Object position labeling entries
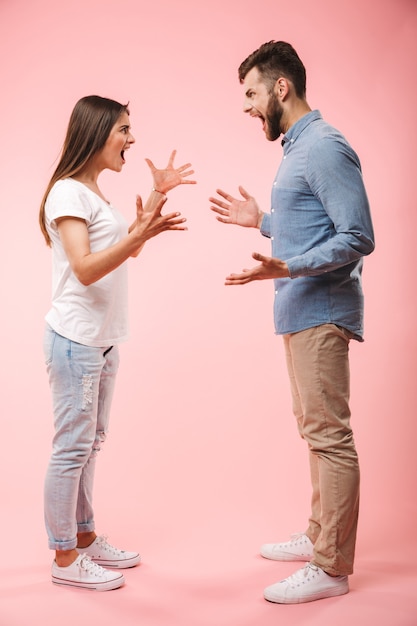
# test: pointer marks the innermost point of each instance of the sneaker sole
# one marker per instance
(108, 585)
(328, 593)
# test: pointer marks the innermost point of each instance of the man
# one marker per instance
(320, 228)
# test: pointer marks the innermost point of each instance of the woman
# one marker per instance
(90, 243)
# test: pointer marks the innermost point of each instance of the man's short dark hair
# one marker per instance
(274, 59)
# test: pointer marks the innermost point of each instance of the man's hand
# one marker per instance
(268, 268)
(242, 212)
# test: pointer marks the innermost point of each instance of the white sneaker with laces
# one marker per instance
(299, 548)
(103, 553)
(86, 574)
(307, 584)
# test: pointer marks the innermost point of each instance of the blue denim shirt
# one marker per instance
(320, 224)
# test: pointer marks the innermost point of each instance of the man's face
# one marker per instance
(261, 102)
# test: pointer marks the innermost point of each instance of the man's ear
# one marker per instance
(281, 88)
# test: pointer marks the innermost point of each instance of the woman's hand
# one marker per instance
(148, 224)
(170, 177)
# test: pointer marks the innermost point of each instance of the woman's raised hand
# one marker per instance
(170, 177)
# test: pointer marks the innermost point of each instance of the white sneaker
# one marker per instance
(307, 584)
(84, 573)
(299, 548)
(101, 552)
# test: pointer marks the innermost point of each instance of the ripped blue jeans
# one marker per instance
(82, 382)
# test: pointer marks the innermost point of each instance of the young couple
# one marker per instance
(320, 229)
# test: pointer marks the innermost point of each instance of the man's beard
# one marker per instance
(273, 118)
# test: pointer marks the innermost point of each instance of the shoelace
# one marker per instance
(105, 545)
(300, 576)
(89, 566)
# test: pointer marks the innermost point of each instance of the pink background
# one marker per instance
(204, 463)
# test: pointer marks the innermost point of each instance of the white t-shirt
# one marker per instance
(93, 315)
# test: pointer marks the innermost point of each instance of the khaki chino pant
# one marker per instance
(318, 367)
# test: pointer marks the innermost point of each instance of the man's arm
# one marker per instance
(335, 178)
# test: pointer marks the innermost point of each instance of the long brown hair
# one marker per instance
(90, 124)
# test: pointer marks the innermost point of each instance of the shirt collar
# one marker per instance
(296, 129)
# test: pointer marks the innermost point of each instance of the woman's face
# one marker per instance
(112, 155)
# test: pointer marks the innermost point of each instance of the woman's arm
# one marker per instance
(89, 266)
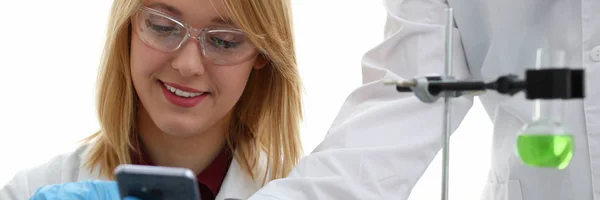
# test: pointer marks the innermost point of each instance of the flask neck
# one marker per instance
(551, 110)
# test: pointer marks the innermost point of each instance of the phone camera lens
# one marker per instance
(156, 192)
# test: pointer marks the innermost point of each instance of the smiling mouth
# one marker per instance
(182, 93)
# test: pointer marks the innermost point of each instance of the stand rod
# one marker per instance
(447, 105)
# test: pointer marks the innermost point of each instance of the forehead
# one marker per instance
(198, 13)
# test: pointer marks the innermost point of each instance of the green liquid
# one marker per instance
(549, 151)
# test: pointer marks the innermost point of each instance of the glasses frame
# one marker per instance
(200, 33)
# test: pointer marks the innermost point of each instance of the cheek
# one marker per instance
(231, 80)
(145, 62)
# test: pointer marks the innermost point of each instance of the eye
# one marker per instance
(162, 26)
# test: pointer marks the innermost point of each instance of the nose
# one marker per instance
(189, 61)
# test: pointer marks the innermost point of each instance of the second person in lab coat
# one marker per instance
(383, 141)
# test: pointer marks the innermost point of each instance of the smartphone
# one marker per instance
(156, 183)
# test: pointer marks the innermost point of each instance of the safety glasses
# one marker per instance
(167, 34)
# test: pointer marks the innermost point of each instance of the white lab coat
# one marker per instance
(382, 141)
(69, 168)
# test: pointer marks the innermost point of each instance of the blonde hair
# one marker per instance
(266, 118)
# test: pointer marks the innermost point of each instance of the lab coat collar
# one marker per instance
(237, 184)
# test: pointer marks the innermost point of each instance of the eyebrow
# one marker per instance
(171, 9)
(174, 11)
(222, 20)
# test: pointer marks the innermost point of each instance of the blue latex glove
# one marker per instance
(84, 190)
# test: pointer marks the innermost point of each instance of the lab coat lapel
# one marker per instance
(237, 184)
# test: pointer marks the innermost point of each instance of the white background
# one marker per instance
(50, 51)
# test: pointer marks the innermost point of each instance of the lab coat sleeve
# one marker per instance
(382, 141)
(15, 189)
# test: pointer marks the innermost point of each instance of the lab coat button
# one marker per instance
(595, 54)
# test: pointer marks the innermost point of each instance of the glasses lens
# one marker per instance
(159, 31)
(227, 46)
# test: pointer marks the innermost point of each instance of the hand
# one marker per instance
(84, 190)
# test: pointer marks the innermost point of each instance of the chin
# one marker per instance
(179, 129)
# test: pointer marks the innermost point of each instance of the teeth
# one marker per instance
(182, 93)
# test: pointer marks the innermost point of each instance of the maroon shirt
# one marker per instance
(209, 180)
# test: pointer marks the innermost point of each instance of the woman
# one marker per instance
(209, 85)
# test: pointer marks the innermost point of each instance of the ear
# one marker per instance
(260, 62)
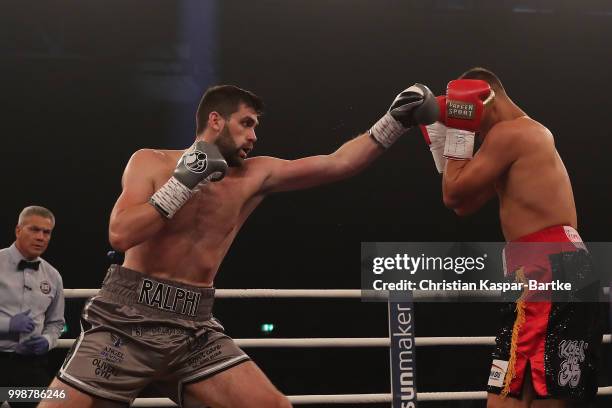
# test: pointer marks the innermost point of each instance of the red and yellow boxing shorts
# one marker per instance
(556, 337)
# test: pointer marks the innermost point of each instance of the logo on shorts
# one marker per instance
(116, 340)
(195, 161)
(460, 110)
(498, 373)
(104, 369)
(110, 353)
(572, 351)
(170, 298)
(205, 356)
(45, 287)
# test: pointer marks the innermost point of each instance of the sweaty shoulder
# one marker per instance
(520, 133)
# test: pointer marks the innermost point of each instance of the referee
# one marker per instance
(31, 304)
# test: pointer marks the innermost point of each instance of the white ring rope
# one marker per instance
(335, 342)
(357, 398)
(314, 293)
(353, 342)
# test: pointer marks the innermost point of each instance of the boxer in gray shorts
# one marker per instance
(138, 329)
(177, 215)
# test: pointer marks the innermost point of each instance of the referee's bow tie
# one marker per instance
(23, 264)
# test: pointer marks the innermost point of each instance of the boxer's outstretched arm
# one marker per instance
(348, 160)
(133, 220)
(415, 104)
(469, 184)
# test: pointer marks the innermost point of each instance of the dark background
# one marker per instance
(85, 84)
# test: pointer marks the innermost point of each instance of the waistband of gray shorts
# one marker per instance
(159, 297)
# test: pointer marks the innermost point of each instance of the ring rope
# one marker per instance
(313, 293)
(335, 342)
(357, 398)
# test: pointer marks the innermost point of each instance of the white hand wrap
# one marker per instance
(459, 144)
(436, 138)
(170, 197)
(387, 130)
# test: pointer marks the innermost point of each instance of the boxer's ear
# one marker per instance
(216, 121)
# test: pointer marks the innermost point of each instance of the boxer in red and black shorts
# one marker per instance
(555, 342)
(549, 339)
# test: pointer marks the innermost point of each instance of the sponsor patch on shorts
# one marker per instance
(498, 373)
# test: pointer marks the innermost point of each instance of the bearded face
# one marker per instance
(229, 148)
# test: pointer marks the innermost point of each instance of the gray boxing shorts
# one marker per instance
(139, 330)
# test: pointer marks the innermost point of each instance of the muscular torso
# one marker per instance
(191, 246)
(535, 192)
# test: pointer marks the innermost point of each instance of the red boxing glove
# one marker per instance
(466, 99)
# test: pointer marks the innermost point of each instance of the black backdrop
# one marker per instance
(85, 84)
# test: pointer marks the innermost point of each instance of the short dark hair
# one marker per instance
(485, 75)
(225, 100)
(35, 210)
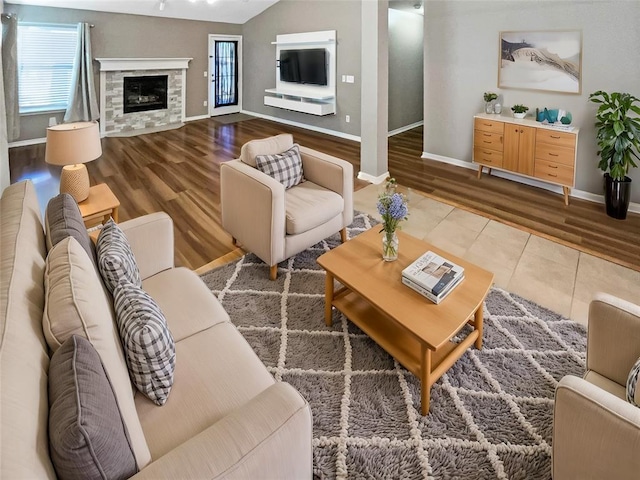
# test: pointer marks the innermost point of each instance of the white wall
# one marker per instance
(461, 62)
(406, 81)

■ Task details ■
Reproduce the material above exactly, but only from the line with "the boxer's ear" through its last line, leaving pictures out.

■ The solution ■
# test: pointer marks the innermost point of each instance of the boxer's ear
# one marker per instance
(216, 121)
# test: pointer marks the innermost point of each instance of the boxer in red and black shorts
# one marker per instance
(555, 342)
(549, 339)
# test: pointer marks the innermost point of each instance of the sponsor patch on shorts
# one marker per instance
(498, 373)
# test: pointer marks the innermost point of each instance of the bearded face
# one marker per instance
(229, 148)
# test: pointer marks the innermost point of each instance of the gray boxing shorts
# one marker per instance
(139, 330)
# test: pointer marks the innermost point of each instance of the muscular torso
# one marker per instance
(191, 246)
(535, 192)
# test: pointer marks the innermost point of each instance of the red boxing glove
# one marker per instance
(466, 99)
# test: pointer marks the innermost point of each instance of the black backdrop
# one marker per instance
(85, 84)
# test: pointer marks the innermost point of each instance of the short dark hair
# one marker per instance
(485, 75)
(225, 100)
(35, 210)
# test: pointer marks the innermost point of each instance of the white wall
# one marker per instance
(461, 62)
(406, 81)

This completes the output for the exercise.